# PROBLEM:
What is needed is an exact transcription of every record.
EXTRACTED DATA START
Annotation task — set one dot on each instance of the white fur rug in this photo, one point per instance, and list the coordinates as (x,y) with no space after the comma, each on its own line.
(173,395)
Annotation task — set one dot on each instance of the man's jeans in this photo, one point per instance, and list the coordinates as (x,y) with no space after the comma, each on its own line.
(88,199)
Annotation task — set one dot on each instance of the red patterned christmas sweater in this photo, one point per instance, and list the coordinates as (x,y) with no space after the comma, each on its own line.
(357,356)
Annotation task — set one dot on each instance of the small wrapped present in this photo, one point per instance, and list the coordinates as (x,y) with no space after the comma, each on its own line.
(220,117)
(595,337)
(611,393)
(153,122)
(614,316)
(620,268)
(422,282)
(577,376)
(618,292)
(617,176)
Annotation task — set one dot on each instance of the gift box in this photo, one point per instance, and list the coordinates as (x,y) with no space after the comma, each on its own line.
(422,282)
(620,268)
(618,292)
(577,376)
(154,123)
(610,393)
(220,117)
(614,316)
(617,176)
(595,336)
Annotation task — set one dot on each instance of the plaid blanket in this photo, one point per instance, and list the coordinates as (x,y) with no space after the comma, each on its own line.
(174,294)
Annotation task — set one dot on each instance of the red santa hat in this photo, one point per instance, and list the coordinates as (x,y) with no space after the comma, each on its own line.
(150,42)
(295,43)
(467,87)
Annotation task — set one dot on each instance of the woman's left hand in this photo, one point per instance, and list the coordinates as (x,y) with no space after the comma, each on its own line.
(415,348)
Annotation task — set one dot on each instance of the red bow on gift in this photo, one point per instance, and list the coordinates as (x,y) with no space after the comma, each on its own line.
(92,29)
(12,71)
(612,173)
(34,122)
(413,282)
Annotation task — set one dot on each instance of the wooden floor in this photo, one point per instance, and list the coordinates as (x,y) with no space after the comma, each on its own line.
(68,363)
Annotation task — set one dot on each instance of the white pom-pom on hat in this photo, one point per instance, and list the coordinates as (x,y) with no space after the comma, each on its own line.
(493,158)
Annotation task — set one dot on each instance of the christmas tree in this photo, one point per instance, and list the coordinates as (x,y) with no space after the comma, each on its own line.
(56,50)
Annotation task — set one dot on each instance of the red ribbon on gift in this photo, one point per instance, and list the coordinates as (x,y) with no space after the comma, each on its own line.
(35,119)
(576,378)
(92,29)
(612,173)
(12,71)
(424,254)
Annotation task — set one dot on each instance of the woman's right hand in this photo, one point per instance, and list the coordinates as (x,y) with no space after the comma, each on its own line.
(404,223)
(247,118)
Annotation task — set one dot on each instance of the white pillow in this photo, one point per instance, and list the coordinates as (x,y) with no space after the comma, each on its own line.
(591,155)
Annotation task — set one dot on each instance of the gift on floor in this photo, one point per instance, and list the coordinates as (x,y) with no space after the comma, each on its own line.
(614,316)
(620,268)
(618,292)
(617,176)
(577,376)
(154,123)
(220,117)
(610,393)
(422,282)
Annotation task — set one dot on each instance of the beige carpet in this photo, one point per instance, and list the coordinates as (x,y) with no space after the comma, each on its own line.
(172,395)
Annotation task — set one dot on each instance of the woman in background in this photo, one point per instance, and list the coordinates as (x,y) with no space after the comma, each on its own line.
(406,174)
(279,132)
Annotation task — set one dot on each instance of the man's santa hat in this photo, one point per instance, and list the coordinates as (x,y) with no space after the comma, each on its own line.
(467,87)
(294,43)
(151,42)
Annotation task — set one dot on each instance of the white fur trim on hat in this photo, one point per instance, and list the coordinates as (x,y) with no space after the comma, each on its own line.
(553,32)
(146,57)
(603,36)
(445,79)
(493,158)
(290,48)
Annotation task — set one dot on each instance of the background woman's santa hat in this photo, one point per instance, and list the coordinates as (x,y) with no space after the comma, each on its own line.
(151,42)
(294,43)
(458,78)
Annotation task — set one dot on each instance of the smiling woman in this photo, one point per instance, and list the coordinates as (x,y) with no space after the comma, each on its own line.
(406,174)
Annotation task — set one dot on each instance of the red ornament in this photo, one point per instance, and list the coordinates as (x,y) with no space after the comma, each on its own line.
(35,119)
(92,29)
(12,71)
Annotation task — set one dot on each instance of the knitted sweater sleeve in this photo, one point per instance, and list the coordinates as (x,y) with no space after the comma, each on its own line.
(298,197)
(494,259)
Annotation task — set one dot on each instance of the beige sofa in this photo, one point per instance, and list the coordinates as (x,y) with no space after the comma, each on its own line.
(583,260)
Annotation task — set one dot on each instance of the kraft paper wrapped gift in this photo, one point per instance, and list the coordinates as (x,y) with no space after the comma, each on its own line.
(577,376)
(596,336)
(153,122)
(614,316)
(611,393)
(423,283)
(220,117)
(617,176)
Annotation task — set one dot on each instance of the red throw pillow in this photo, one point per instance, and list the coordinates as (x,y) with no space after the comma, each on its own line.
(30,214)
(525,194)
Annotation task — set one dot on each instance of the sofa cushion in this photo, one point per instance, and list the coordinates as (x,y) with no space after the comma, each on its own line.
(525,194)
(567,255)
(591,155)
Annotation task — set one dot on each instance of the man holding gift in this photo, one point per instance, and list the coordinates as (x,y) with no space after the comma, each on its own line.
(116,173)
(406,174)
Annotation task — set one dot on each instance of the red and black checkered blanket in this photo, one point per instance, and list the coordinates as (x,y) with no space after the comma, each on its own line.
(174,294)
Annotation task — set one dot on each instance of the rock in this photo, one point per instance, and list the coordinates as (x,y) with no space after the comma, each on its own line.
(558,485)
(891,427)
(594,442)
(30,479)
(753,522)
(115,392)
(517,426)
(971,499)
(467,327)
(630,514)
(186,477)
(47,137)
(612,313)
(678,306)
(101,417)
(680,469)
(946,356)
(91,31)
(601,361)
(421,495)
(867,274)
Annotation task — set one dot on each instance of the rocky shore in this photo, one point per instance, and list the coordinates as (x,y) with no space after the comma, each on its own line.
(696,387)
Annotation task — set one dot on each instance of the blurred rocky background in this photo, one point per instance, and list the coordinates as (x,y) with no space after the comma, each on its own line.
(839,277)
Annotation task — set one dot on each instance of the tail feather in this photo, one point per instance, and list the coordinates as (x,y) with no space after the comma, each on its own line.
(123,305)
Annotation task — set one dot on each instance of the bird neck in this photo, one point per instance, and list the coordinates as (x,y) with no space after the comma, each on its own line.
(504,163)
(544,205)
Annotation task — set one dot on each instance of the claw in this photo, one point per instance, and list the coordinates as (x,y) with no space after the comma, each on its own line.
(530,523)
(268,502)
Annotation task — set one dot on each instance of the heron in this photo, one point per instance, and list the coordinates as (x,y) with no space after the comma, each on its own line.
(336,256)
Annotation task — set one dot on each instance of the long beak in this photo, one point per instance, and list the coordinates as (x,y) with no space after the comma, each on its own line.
EXTRACTED DATA END
# RESPONSE FOR THIS EXERCISE:
Annotation task — set one dot on each instance of the white fur rug in this photo, one point per instance, and list the coordinates as (x,y) with no space after the comma, each on its own line.
(173,395)
Annotation task — set one dot on each instance of the man's jeans in this photo, one point per instance, and list the coordinates as (x,y) with no space after the comma, each on its own line.
(88,199)
Annotation task — set one dot on each instance of the red patterned christmas sweater in this photo, one point per instance, and list the coordinates as (x,y) with no space after the comma, each on its own line.
(357,356)
Annotation task — set one dot on each instance of the small wrapped present in this photo, one point per instance, and list the coordinates as (x,y) with no space after the comma, each on its own line.
(220,117)
(595,337)
(611,393)
(153,122)
(614,316)
(620,268)
(422,282)
(577,376)
(618,292)
(617,176)
Annotation task — set one dot on each instance of the gift box in this photo, one point per instance, and list the coordinates as (x,y) with no space after the comma, each on its own line.
(422,282)
(620,268)
(618,292)
(577,376)
(154,123)
(610,393)
(220,117)
(614,316)
(617,176)
(595,336)
Annotation task — set one dot on each instance of the plaid blanket in this photo, one point per instance, and list the coordinates as (x,y) with no space after the comma, each on its own line.
(174,294)
Annotation task — set one dot on each instance of the red santa hat in this photo, one point per instance, and list the coordinates as (x,y) with no space after the comma, each on its own line.
(150,42)
(295,43)
(467,87)
Annotation task — set one dot on each instance of the woman's left hand in this photo, one point per instance, and list the coordinates as (x,y) with no space after the comma, each on its own line.
(415,348)
Annotation task — set one dot on each instance of the red bow on gift in this photo, one point per instance, and list the coordinates as (x,y) with no space after the comma, each on its own line.
(92,29)
(12,71)
(612,173)
(34,122)
(413,282)
Annotation task — set one dot on each instance of the wooden floor in this photo, one point per instance, and list the coordinates as (x,y) with no space after the comma, each on its own line.
(68,363)
Annotation task — set one dot on each instance of the white pom-pom on hat in this photo, one point per instance, and list the coordinates as (x,y) with no space after the comma, each on its own line.
(493,158)
Annotation task — set one dot on each instance of the christmas tree in this photo, one point per instance, and list the coordinates as (x,y) with no space after the comma, each on its own line.
(56,50)
Annotation task — set one dot on each instance of the red ribbon on gift in this photo, one point per instance, and list the coordinates as (x,y) with no space after the comma, each on its own line.
(35,119)
(576,378)
(92,29)
(612,173)
(12,71)
(424,254)
Annotation task — set one dot on each instance of the woman's right hand in this photo, one point per instance, and list the coordinates as (x,y) with no space after the comma, each on its own line.
(404,223)
(247,118)
Annotation task — set one dot on each instance of the white pillow in this photo, one point per instance, and list the coordinates as (x,y) with no space after the comma, each on its own line.
(591,155)
Annotation task — set one dot on each instance of the gift on floor in this photo, one point per instance, and list the coordinates as (x,y) with no space after the comma, each on its own line.
(614,316)
(620,268)
(618,292)
(617,176)
(577,376)
(154,123)
(220,117)
(610,393)
(422,282)
Annotation task — set one dot on each instance of the beige carpet in this photo, one point per instance, and list the coordinates as (x,y) with no space after the comma, each on its own line.
(172,395)
Annotation task — set one dot on each instance of the woman in background in this photo, one point per instance, and list the coordinates as (x,y) with no space after the comma, each on its own line.
(406,174)
(279,132)
Annotation task — set one dot on each instance of the man's santa hat in this photo, one point per instance, and list the coordinates as (x,y) with no space after the comma, each on its own line.
(467,87)
(294,43)
(151,42)
Annotation task — set one dot on each instance of the white fur trim on hat in this photo, one point per instance, and list the coordinates as (x,y) with no space after the comma, each on its own line.
(553,32)
(146,57)
(603,36)
(445,79)
(493,158)
(290,48)
Annotation task — set one dot on each instance of the background woman's santa hat in this photo, one point per instance, and list the coordinates as (x,y) with no space after the comma, each on its own line.
(151,42)
(294,43)
(458,78)
Annotation task — set one dot on each instance of the smiling woman in this photo, one point per instance, and list the coordinates as (x,y) with no space after the comma, each on its own line.
(406,174)
Annotation task — set one dot on each instance of the red ornament in this photo, one point per instance, and list the coordinates as (x,y) with no space after the comma, each on its own line.
(35,119)
(92,29)
(12,71)
Annotation task — set one dot on each instance of the knitted sweater sleeve in this photo, one point per instance, and list the coordinates as (x,y) with no space after the comma, each on its own line.
(298,197)
(494,259)
Annotation task — set one dot on each instance of the beige sofa in this photo, one point per instance, and list the coordinates as (x,y) with no space after the comma, each on its own line.
(583,260)
Annotation task — set one dot on each instance of the kraft paper wrapped gift in this photo, one point per instance, and list the coordinates as (x,y) with no space after the comma, each on its own line.
(577,376)
(596,336)
(153,122)
(614,316)
(611,393)
(423,283)
(220,117)
(617,176)
Annotation task — set one dot on each instance of the red throw pillow in this photo, one point per instance, and list the coordinates as (x,y) with no space after the comma, each on its own line.
(30,214)
(525,194)
Annotation task — set one dot on each instance of the sofa cushion in this photo, one point per instance, and list the coordinates as (x,y) with no space after the comma, each on its own line.
(525,194)
(567,255)
(591,155)
Annotation task — set one dot on each instance of the man holding gift in this photo, one point per instance, and list the coordinates as (x,y) with no space after the comma, each on its own line.
(116,173)
(406,174)
Annotation task — set one dot on each instance of the red and black checkered blanket in this photo, one point per instance, and list the coordinates as (x,y) with no space after the comma, each on its own line.
(174,294)
Annotation task — set one dot on each instance of the rock in this photo, one point per instance, and list the coordinates as (x,y) with no space after the comma, each on its own line.
(558,485)
(891,427)
(594,442)
(30,479)
(753,522)
(115,392)
(517,426)
(971,499)
(467,327)
(630,514)
(186,477)
(47,137)
(612,313)
(678,306)
(101,417)
(680,469)
(946,356)
(91,31)
(601,361)
(421,495)
(867,274)
Annotation task — set one dot on each instance of the rocky shore in this photo, one point per instance, and list the coordinates as (x,y) with no space after the comma, each on its own line.
(696,387)
Annotation task — set one dot on each instance of the blurred rocky background in this photo, one point per instance, and list the coordinates as (x,y) with no space after the comma, each on its own line.
(839,277)
Annotation task — set one dot on each instance of the tail feather in this photo, one point per instance, and list the coordinates as (x,y) with no space after the comma, each on its own line.
(123,305)
Annotation task — set one dot on each instance of the bird neck in this photo, one point per instance, and list the coordinates as (x,y) with no space after the comma, each on its own line.
(504,163)
(544,205)
Annotation task — set one dot on each instance of the claw in this photo, one point per instance, and list the coordinates as (x,y) with no space after the comma, each on its own line.
(530,523)
(268,502)
Annotation task — set one dot on each instance of the heron in this photo, one point per instance, and list the coordinates as (x,y) with no space after the comma, each on its own line.
(336,256)
Annotation task — set one dot on each instance of the long beak in this photo, one point per instance, and list the coordinates as (x,y) with no space after the comma, each on its own line.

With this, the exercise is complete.